Data in this exercise below:

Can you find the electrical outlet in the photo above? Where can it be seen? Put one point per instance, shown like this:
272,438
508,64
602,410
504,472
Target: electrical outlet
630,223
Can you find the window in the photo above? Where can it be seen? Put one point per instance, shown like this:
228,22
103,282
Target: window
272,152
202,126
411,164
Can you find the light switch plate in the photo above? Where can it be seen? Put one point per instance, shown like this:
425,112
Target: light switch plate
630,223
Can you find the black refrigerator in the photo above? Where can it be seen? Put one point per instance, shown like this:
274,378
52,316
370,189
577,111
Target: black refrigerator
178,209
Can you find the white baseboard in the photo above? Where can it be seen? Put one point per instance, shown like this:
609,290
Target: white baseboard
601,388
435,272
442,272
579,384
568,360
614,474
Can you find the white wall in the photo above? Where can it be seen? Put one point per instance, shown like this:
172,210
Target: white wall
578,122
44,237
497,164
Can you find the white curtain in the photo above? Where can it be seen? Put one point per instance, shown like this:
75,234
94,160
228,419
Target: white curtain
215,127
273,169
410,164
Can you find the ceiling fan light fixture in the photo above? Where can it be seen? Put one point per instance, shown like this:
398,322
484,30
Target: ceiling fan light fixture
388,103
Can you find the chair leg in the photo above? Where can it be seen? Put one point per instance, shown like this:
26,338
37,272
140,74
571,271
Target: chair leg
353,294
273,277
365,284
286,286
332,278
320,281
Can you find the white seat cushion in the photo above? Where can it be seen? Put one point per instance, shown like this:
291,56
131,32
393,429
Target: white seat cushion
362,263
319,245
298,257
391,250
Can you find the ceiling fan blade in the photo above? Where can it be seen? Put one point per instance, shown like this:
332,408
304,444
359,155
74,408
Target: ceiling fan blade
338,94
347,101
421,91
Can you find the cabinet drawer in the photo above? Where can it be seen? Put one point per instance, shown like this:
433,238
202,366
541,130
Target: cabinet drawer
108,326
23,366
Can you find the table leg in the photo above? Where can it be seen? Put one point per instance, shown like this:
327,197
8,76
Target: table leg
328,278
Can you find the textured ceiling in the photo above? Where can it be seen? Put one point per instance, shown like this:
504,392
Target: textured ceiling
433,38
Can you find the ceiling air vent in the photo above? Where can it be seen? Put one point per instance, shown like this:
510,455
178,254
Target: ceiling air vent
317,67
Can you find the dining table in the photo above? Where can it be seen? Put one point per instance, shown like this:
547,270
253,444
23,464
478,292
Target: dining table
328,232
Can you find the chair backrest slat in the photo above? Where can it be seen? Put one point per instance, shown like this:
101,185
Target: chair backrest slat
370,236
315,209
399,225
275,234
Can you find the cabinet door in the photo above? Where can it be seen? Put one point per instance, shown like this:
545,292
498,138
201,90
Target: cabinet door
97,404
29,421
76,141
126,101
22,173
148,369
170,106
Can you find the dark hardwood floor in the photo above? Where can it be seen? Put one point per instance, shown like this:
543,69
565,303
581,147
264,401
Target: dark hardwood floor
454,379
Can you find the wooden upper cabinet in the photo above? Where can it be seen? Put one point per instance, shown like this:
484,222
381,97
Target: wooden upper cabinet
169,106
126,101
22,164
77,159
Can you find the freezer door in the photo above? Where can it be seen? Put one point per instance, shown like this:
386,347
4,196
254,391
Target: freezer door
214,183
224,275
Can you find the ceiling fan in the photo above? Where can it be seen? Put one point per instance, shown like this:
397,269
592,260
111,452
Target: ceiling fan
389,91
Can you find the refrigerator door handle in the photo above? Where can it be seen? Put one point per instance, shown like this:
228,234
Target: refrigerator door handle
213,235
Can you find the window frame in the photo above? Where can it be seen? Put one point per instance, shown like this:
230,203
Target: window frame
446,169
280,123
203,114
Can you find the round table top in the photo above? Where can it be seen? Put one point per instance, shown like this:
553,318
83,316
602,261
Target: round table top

End of Data in this exercise.

* [Required work]: Copy each line from the data above that includes "round".

* [Problem solution]:
Can you find the round table top in the photo above? Where can it be seen? Put one point per instance, shown like this:
Target: round table top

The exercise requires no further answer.